*Exercise requirements:*
1 - Please say whether each statement below agrees with the interview on healthy buildings, answering yes or no and quoting the interview's deciding words. (a) The WELL Building Standard focuses on a building's energy use and carbon footprint. (b) Knight Frank India signed its MoU with Delos early this October. (c) The International WELL Building Institute requires all WELL certified spaces to meet performance metrics for indoor air quality, water quality and acoustics.
2 - Pick up the interview on healthy buildings after its final sentence and continue it.
BEGIN Excerpted text
Early this October, property consultancy firm Knight Frank India signed a MoU with wellness real estate and technology firm Delos, to advance the cause of healthy buildings in India and encourage developers to get their projects WELL™ certified. Sourcing Hardware spoke to Knight Frank’s VP-technical services Sujatha Ganapathy, to understand the anatomy of a certified healthy building.
How is health connected with real estate design? How does building design impact occupants’ health, wellbeing, performance, and productivity?
Data shows that ischemic heart disease, chronic obstructive pulmonary disease and diarrheal diseases, besides others, are a major cause of deaths in India. Further, asthma is also a significant health issue. These health trends are focused on infectious, chronic and lifestyle diseases, which can be addressed by science-based healthy real estate interventions.
A healthy building places people at the heart of design, construction, operation and development decisions, and consequently adds value to real estate assets, generates savings in personnel costs and enhances overall human health. It is an important aspect in ensuring human well-being as it can shape habits, help balance the sleep-wake cycle, and drive us towards healthy choices. It provides a framework for project teams to incorporate a variety of strategies to integrate human health and wellbeing at the centre of building design, construction and operations.
A WELL certified project has the potential to add measurable value to the health, well-being, productivity, and happiness of building occupants.
Commercial spaces have traditionally opted for LEED certification. What more needs to be done to be a WELL space?
The WELL Building Standard™ is the first building standard to focus exclusively on the health and wellness of the people in a building, rather than its energy use or carbon footprint. It is a performance-based system for measuring and certifying features of the built environment that impact human health and well-being, through air, water, nourishment, light, fitness, comfort and mind. It marries best practices in design and construction with evidence-based medical and scientific research – harnessing the built environment as a vehicle to support human health and well-being.
WELL is grounded in a body of research that explores the connection between the buildings where we spend more than 90% of our time, and the health and wellness impacts on us as occupants. WELL certified spaces can help create a built environment that improves the nutrition, fitness, mood, sleep patterns and performance of its occupants. The International WELL Building Institute (IWBI) requires all WELL certified spaces to meet performance metrics for indoor air quality, water quality and acoustics.
END Excerpted text
BEGIN Given records
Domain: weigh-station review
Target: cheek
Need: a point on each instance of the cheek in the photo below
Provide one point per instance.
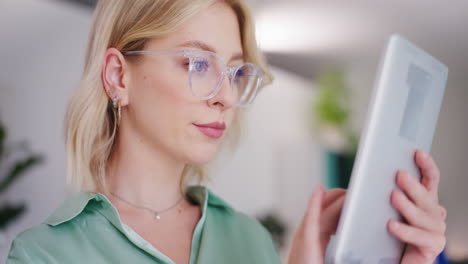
(163, 106)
END Given records
*Task answers:*
1 -
(a) No: "the first building standard to focus exclusively on the health and wellness of the people in a building, rather than its energy use or carbon footprint"
(b) Yes: "Early this October, property consultancy firm Knight Frank India signed a MoU with wellness real estate and technology firm Delos"
(c) Yes: "The International WELL Building Institute (IWBI) requires all WELL certified spaces to meet performance metrics for indoor air quality, water quality and acoustics."

2 -
Performance verification, which is an onsite audit and visual assessment, occurs at least one-month post-occupancy and includes testing of the performance metrics and spot checks of all applicable features. Further, WELL requires projects to conduct an occupant survey to gather feedback on a variety of topics. This allows organisations to gain insight into areas that require improvement, as well as to compare progress across industries and locations. Independent, third-party onsite verification combined with occupant feedback creates unparalleled accountability for wellness in the workplace. Recertification every three years ensures that the project maintains the same high level of design, maintenance and operations over time.
What tangible results have been achieved by buildings that were certified WELL?
Over 190 million square feet of space has been accredited globally and this includes establishments in commercial, residential, educational and hospitality sectors. The World Green Building Council has found that employee absenteeism in WELL certified buildings has decreased by 19% and presenteeism has increased by 16%. This shows that WELL buildings positively impact human well-being.
What impact are WELL certifications likely to have on the marketability of real estate projects?
It has been observed that WELL buildings enjoy greater marketability and faster leasing and sales velocity due to an improved quality of life. It should be noted that wellness real estate focuses on seven key aspects, namely air, water, nourishment, physical fitness, light, comfort and mind. These aspects are important because they ensure the wellbeing of the occupants of a building, not just the building alone.
For employers, it will enable them to attract and retain high-quality employees, maximise employee performance and productivity, reduce impacts of absenteeism, and promote improved health for employees. Multifamily project owners can attract and retain residents, maximise rent potential and building resale value, differentiate their properties and promote optimal health and well-being of residents. For landlords too, it will help them attract and retain high-quality tenants, improve rental yields and cap values.